→ Tasks for this exercise
a – Write out, word for word, the part of the concert write-up that opens with the words containing "Armed with a" and closes with "eating a corndog.".
b – In the concert write-up, what food did the TOP FLR table offer besides iced coffee?

## Begin Quoted text

I have to confess that it's good to see Bradley and Jensen playing together again, as I think each brings out the best of the other. As an example, Jensen's powerful beats draw Bradley et al away from the more introspective material they've played recently. Likewise, Bradley's melodocism allows Jensen to shown more expressiveness in his drumming. Those two are simply a great combination. And, in this incarnation, the additional two musicians added a level of nuance which expanded the palette and added a tonal vista to the overall sound.

Michael Bradley in action.


Alas, they did not do any old tunes, instead focusing on work from this current band (which has a 2CD set out now). The set was very worthwhile, and i am pleased to see Bradley back to his gothic western roots. The crowd seemed to respond really well to it, and i know that i was bouncing along, grinning like a fool. If his current band plays this type of stuff, then i will definitely look forward to seeing them again.

There was a bit of a break in the schedule, so we wandered outside to see what was happening in the Midway of the 'Rama, and by "midway" i mean "the booths and stuff set up in the parking lot of Lenny's". There was a pile of sand for the beach DJ events to be happening on Saturday and Sunday; a corndog booth (obviously); a catering truck and an ice cream truck; and, wonder of wonders, a table by some restaurant called TOP FLR that had satay and iced coffee. My goodness, it's like Dave Railey knows me and my needs. The lack of a sufficient coffee supply was the only dark spot on the last Corndogorama, and i was truly excited to see that i could get a nice cup of joe without having to leave. Their coffee was pretty good to. It was organic, which is always slightly sweeter than normal coffee, but it was dark roasted and brewed rather thick, just as i like it.

Armed with a nice cup of coffee, i can put up with most anything. So we stood outside and watched the people milling around for a while. Chris Jensen came to talk with us after gearing out, and we all stood around sipping coffee and eating a corndog.

## End Quoted text
## Begin Data segment

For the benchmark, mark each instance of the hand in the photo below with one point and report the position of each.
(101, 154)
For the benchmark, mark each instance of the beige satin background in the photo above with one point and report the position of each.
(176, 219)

## End Data segment

→ Written responses
a –
Armed with a nice cup of coffee, i can put up with most anything. So we stood outside and watched the people milling around for a while. Chris Jensen came to talk with us after gearing out, and we all stood around sipping coffee and eating a corndog.

b – Satay